● Document excerpt:
****
12. The system as claimed in claim 11, wherein the model comprises:

a domain specific ontology operable to contextually identify the indication, one or more unmet medical need categories and one or more unmet medical need, and

at least one supervised ML classifier operable to attributes label the identified one or more sentences with one or more unmet medical need attributes corresponding to the one or more unmet medical need categories.

13. The system as claimed in claim 11, the at least one server comprising one or more processors configured to tag the identified one or more sentences with metadata of the respective medical literature documents.

14. The system as claimed in claim 11, the at least one server comprising one or more processors configured to generate a source confidence score for the respective plurality of medical literature documents based on recency of the document and impact factor of the medical literature document.

15. The system as claimed in claim 11, the at least one server comprising one or more processors configured to aggregate the medical literature documents based on the contextually labelled one or more sentences and the source confidence score.

16. The system as claimed in claim 11, the at least one server comprising one or more processors configured to crawl the plurality of data sources to extract plurality of medical literature documents.

17. The system as claimed in claim 11, wherein the indications, one or more unmet medical need categories, and the one or more unmet medical need attributes are pre-defined, wherein the one or more unmet medical need attributes comprises of efficacy, targets, Route of administration, No or less therapeutic, diagnostic unavailable.

18. The system as claimed in claim 12, the at least one server comprising one or more processors configured to apply one or more algorithms to identify synonyms and abbreviations for the indications, one or more unmet medical need categories, and the one or more unmet medical need attributes to identify the one or more sentences.

19. The system as claimed in claim 11, the at least one server comprising one or more processors configured to display the contextual information related to the unmet medical needs of the indications for queries corresponding to one of the indications or the one or more unmet medical need attributes based on the index.

20. A computer program product comprising a computer useable medium having computer program logic recorded thereon for enabling a processor to retrieve contextual information related to unmet medical need of an indication, the computer program logic comprising:

scan plurality of medical literature documents to extract and tokenize the documents into plurality of sentences,

model the plurality of sentences to identify contextually labelled one or more sentences comprising indications, one or more unmet medical need categories, one or more unmet medical need attributes, wherein the plurality of sentences are modelled using one or more of natural language processing techniques and supervised ML classifier,

index the modelled contextually labelled one or more sentences, the indications, one or more unmet medical need categories, one or more unmet medical need attributes to retrieve the contextual information related to the unmet medical needs of the indications.
****
● Directions:
Rewrite the patent claims between "scan plurality of" and "of the indications.", inclusive, swapping every "sentences" for "statements".

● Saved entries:
****
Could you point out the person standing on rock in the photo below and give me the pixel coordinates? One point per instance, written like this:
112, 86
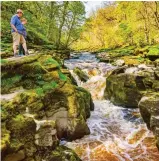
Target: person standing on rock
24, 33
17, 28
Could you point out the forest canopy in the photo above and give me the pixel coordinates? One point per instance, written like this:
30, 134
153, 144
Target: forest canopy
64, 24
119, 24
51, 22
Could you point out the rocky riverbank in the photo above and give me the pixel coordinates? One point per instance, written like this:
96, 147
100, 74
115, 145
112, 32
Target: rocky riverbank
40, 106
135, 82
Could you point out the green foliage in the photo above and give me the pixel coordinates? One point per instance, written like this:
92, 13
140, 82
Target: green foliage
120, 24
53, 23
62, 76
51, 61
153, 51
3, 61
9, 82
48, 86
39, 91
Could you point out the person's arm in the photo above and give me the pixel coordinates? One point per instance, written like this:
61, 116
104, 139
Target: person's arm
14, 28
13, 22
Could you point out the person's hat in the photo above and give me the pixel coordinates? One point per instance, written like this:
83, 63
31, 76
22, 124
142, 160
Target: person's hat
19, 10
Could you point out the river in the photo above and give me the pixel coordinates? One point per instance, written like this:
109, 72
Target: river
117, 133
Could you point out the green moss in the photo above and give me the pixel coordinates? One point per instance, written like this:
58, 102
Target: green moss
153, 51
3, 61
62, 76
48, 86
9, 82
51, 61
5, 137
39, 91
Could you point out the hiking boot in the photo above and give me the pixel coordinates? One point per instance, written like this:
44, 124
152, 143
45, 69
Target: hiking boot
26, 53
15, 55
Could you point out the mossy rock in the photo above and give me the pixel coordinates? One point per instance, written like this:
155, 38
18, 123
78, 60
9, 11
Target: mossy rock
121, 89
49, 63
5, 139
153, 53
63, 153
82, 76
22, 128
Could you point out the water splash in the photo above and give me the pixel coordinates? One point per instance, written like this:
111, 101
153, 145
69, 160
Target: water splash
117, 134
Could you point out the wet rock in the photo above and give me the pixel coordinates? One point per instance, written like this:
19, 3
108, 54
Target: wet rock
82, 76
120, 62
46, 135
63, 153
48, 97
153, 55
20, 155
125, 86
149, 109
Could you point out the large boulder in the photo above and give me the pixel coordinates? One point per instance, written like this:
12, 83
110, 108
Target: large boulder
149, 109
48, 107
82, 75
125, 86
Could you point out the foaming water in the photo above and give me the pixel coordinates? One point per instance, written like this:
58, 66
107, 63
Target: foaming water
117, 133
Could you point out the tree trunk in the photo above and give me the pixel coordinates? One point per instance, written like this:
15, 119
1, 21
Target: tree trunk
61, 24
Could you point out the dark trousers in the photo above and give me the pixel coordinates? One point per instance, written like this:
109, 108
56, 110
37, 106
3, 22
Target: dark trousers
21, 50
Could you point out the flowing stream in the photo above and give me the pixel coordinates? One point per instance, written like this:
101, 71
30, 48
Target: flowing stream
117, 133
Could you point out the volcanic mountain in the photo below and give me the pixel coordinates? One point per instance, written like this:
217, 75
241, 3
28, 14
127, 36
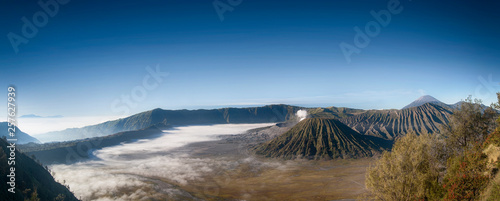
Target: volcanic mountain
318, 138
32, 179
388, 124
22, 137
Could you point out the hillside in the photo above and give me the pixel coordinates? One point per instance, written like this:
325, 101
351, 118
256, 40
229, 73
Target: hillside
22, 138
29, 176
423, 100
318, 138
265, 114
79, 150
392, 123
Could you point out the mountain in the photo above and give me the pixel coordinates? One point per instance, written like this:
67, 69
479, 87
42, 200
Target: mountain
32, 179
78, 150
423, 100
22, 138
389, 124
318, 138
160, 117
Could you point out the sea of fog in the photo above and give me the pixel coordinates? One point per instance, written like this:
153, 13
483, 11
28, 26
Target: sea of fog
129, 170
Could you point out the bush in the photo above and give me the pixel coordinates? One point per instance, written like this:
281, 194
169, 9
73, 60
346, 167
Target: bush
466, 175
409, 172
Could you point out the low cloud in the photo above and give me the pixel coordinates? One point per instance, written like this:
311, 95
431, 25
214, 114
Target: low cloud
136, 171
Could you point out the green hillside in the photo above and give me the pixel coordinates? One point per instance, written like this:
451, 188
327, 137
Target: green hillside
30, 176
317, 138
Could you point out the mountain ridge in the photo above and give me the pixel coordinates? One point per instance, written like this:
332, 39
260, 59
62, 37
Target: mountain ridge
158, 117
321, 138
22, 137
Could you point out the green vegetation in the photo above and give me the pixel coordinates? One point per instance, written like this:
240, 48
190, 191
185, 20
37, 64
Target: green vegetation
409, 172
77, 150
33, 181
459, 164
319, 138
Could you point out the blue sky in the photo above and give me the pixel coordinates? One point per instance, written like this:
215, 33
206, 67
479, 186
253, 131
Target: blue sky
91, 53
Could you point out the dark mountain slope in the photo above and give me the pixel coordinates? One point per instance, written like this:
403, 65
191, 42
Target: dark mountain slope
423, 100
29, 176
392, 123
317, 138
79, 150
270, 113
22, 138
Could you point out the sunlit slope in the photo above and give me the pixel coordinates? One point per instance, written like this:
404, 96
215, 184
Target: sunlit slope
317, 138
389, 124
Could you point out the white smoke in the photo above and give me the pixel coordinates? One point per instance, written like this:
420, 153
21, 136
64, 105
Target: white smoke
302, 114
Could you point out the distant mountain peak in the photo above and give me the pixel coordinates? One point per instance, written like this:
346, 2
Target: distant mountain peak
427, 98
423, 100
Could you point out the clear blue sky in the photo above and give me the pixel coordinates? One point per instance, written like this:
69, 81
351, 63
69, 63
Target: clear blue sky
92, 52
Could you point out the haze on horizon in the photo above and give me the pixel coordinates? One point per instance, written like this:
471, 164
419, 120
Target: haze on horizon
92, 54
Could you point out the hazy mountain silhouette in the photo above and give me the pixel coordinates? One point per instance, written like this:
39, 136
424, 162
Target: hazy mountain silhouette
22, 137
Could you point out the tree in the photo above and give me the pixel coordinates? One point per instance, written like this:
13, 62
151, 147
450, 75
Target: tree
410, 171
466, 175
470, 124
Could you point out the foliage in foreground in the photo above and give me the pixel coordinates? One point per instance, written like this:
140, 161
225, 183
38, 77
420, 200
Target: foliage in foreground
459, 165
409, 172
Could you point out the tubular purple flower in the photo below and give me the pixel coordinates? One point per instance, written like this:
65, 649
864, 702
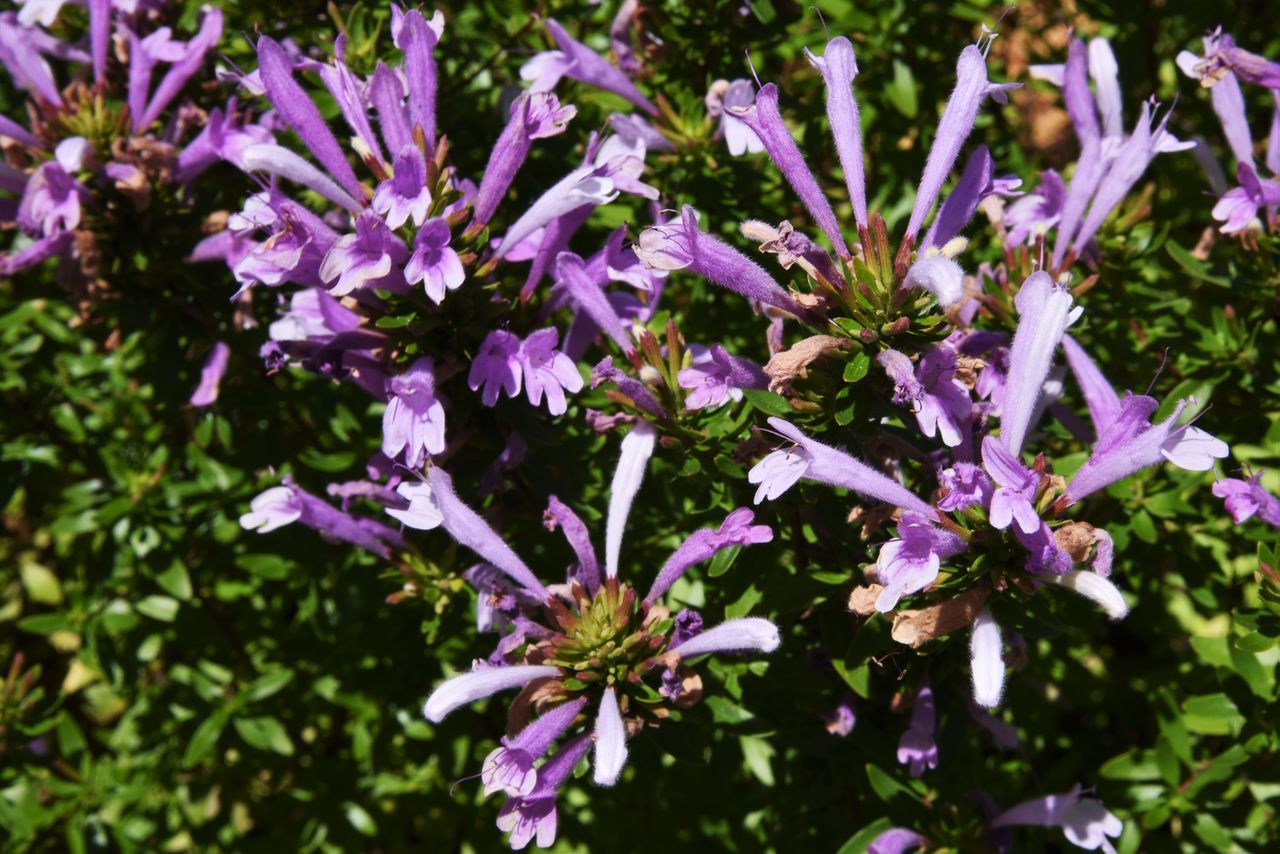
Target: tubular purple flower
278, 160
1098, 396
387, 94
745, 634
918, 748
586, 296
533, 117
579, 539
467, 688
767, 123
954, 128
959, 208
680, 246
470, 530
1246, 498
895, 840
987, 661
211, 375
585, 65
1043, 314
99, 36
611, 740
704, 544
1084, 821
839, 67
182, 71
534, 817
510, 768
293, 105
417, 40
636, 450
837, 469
****
● Solution:
scan plurality of medical literature documents to extract and tokenize the documents into plurality of statements,

model the plurality of statements to identify contextually labelled one or more statements comprising indications, one or more unmet medical need categories, one or more unmet medical need attributes, wherein the plurality of statements are modelled using one or more of natural language processing techniques and supervised ML classifier,

index the modelled contextually labelled one or more statements, the indications, one or more unmet medical need categories, one or more unmet medical need attributes to retrieve the contextual information related to the unmet medical needs of the indications.